:: Task brief ::
Filter the data for lines with the word "orange", then copy every line so identified.

───── Records to process ─────

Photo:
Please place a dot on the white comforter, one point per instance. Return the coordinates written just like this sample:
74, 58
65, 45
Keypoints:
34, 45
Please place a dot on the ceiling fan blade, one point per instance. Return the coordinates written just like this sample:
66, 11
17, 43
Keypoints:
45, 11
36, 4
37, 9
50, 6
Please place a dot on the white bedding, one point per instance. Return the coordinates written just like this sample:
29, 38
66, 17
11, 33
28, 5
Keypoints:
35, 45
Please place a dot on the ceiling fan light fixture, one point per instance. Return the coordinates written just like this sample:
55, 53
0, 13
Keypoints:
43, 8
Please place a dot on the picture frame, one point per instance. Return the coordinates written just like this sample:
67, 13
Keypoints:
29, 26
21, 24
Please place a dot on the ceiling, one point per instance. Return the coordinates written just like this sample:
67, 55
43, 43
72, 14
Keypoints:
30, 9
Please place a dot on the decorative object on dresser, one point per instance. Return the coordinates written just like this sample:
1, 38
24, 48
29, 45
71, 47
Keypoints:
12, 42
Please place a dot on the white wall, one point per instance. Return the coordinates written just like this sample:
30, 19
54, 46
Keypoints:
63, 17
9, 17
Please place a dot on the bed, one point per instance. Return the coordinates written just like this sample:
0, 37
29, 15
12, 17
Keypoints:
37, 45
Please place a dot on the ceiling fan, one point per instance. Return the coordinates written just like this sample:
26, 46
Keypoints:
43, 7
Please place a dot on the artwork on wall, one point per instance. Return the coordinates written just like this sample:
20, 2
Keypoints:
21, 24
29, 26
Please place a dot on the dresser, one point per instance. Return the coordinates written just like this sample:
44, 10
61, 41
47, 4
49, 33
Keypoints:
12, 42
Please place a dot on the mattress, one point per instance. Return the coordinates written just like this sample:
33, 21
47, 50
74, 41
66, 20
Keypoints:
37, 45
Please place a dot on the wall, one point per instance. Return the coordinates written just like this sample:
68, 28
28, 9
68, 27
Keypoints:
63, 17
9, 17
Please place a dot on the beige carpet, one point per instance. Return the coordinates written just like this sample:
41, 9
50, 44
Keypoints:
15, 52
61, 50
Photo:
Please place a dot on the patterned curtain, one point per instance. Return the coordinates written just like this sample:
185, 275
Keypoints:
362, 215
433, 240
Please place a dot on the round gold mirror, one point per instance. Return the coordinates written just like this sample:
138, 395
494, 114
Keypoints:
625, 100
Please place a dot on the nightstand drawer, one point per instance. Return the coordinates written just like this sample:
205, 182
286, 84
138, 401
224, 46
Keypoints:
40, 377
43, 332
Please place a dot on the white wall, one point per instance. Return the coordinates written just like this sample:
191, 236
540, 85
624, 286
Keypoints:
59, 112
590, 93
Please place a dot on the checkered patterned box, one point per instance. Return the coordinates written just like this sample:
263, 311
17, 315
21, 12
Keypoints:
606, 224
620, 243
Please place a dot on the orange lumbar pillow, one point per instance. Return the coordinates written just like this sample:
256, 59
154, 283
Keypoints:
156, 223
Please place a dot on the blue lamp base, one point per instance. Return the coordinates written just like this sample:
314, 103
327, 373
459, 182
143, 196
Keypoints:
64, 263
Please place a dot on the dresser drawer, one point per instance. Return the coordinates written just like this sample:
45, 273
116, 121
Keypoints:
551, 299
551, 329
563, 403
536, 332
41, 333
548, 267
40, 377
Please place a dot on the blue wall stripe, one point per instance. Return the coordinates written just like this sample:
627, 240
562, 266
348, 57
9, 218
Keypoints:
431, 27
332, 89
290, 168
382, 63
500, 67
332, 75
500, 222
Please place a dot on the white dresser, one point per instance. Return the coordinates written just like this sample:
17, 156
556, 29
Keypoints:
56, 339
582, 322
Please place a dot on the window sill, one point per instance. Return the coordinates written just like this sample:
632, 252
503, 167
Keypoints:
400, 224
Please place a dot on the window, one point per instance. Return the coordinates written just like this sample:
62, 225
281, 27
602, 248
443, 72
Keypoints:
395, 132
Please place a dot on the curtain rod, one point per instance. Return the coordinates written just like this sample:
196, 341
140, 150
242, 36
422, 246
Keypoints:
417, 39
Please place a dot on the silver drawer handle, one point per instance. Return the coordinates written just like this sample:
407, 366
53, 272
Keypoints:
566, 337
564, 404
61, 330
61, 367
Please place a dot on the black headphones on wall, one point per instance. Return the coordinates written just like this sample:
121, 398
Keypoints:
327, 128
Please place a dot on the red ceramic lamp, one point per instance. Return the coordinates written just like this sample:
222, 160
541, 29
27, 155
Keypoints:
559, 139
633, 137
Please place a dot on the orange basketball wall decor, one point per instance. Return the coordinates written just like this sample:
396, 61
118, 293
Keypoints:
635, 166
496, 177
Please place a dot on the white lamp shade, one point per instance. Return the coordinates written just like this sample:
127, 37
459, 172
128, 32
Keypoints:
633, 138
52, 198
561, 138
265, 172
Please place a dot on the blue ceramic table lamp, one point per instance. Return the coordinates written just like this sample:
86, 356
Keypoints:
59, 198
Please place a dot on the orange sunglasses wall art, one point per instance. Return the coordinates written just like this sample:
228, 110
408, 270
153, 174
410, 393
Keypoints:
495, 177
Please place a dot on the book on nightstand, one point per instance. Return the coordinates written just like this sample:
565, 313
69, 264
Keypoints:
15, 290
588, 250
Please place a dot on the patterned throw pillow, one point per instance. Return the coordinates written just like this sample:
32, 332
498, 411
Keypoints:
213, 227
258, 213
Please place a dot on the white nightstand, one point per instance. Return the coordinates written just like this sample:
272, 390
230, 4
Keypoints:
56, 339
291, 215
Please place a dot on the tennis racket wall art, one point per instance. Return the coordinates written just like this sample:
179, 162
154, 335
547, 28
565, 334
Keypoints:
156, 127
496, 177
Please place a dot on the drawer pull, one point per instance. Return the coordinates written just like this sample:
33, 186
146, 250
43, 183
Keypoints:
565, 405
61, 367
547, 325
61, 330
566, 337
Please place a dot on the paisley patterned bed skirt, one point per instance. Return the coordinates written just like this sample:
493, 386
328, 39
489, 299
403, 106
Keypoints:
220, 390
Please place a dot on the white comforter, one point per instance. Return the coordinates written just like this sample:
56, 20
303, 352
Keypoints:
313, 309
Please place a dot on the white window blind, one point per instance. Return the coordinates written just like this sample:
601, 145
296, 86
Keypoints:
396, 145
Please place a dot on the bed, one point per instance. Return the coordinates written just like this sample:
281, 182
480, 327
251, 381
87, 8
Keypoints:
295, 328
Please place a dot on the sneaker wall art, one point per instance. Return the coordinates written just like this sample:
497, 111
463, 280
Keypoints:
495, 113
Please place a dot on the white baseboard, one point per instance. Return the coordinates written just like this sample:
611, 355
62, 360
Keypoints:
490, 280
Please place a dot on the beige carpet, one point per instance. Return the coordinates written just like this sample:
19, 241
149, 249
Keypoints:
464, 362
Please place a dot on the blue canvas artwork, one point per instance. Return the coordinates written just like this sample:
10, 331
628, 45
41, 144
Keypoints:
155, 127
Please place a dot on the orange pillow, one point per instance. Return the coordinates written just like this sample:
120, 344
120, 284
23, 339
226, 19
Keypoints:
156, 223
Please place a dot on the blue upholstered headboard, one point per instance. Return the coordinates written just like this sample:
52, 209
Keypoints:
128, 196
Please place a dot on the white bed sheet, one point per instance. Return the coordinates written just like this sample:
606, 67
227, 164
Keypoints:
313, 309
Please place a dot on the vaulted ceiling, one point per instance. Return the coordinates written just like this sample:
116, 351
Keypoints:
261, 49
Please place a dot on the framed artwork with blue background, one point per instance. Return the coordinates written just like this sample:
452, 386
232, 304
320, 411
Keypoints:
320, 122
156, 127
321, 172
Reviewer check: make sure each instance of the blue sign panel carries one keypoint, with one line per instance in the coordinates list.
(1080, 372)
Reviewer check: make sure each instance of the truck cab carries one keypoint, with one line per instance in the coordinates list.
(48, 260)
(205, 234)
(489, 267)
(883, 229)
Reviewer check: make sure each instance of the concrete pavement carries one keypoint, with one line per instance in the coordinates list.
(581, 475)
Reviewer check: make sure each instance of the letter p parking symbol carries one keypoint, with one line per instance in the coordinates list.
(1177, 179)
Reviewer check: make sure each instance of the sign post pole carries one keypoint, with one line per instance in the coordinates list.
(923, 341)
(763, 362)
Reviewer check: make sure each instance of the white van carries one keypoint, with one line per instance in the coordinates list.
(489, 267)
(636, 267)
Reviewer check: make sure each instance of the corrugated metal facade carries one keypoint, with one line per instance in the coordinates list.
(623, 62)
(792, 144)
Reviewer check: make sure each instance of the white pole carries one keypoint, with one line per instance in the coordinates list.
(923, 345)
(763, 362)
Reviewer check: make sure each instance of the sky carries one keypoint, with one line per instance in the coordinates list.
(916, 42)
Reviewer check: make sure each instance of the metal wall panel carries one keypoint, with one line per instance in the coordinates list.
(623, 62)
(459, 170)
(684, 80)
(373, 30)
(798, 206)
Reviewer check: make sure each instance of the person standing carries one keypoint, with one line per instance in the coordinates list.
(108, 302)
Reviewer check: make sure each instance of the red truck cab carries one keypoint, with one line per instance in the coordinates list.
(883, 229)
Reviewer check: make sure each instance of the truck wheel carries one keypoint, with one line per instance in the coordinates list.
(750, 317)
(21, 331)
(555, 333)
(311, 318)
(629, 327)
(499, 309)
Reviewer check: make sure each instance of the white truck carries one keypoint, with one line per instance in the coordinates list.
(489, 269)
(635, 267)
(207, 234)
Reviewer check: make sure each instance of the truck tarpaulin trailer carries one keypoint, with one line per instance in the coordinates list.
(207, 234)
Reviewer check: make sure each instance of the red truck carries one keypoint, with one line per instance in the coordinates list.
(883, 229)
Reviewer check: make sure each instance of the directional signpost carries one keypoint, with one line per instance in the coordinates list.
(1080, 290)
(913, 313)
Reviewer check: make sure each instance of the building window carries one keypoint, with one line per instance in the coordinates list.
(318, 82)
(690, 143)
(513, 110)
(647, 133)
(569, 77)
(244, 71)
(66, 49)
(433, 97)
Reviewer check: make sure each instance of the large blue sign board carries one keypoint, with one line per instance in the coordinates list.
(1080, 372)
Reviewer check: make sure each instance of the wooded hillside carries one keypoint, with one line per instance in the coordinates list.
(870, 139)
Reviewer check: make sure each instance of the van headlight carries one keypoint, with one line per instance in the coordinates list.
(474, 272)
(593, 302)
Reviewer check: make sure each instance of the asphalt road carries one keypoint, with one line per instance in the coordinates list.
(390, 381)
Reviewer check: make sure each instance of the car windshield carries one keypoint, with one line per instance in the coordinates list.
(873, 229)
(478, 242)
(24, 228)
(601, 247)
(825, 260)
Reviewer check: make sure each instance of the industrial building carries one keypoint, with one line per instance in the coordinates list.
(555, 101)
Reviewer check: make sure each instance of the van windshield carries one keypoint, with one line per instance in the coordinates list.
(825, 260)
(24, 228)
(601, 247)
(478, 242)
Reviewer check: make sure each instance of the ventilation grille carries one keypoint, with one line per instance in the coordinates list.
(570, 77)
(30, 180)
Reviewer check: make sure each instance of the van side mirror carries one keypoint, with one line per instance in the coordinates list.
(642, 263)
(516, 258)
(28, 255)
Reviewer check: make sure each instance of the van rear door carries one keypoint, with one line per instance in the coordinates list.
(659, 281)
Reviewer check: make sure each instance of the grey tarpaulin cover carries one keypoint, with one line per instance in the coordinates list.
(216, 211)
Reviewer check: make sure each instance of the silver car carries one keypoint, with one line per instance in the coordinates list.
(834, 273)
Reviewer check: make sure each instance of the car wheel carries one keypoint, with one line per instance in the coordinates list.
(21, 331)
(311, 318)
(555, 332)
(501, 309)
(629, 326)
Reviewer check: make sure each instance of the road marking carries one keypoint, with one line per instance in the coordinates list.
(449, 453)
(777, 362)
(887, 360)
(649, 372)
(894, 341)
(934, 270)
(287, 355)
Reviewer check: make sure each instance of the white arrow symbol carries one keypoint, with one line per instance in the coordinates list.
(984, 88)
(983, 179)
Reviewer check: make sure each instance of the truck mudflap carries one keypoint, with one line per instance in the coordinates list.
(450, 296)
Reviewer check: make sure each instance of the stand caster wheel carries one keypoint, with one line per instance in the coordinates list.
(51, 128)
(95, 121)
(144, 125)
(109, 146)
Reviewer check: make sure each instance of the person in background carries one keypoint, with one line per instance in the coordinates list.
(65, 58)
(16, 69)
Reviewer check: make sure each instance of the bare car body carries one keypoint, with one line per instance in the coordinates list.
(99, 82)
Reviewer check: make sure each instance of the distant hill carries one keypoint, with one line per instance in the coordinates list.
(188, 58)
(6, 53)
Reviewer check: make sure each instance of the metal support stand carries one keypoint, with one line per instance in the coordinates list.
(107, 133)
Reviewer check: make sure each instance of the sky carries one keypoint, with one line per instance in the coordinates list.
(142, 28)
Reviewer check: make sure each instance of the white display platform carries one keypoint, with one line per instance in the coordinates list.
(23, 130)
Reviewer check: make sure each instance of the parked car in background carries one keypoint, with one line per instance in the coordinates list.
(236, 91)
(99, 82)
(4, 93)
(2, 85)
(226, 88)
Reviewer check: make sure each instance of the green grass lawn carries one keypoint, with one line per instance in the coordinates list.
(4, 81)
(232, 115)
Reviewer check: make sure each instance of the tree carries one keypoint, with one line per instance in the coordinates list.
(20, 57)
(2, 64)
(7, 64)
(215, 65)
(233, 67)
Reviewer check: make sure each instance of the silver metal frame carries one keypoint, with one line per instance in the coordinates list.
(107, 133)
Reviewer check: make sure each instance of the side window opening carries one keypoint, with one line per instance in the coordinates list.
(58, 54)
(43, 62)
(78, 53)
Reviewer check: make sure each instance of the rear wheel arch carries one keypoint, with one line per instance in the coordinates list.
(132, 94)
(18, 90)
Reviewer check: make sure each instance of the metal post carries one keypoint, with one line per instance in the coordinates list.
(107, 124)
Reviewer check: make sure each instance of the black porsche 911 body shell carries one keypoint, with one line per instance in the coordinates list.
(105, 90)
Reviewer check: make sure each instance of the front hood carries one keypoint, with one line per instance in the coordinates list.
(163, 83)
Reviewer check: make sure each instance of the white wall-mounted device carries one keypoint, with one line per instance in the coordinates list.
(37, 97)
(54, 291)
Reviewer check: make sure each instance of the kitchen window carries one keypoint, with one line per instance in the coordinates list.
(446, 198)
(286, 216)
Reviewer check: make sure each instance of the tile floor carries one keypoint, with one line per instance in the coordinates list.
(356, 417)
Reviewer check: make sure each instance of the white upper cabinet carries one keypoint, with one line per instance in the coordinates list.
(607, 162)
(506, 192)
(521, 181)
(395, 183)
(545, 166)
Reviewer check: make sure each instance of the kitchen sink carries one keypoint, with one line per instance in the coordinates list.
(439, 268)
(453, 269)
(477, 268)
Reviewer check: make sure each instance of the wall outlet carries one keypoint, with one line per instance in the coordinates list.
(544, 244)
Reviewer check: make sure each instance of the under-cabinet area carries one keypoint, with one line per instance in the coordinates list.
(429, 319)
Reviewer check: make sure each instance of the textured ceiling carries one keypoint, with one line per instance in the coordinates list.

─────

:: Finished task ::
Please place a dot on the orange lumbar pillow, one point per instance. Return the coordinates written just like this sample:
Please place a dot on the orange basketball wall decor, one point per instance. Return the coordinates written just like this sample:
Please place a dot on the orange sunglasses wall art, one point per instance. Return the coordinates written just like this sample:
Please place a dot on the orange pillow, one point per instance. Return the coordinates written just like this sample:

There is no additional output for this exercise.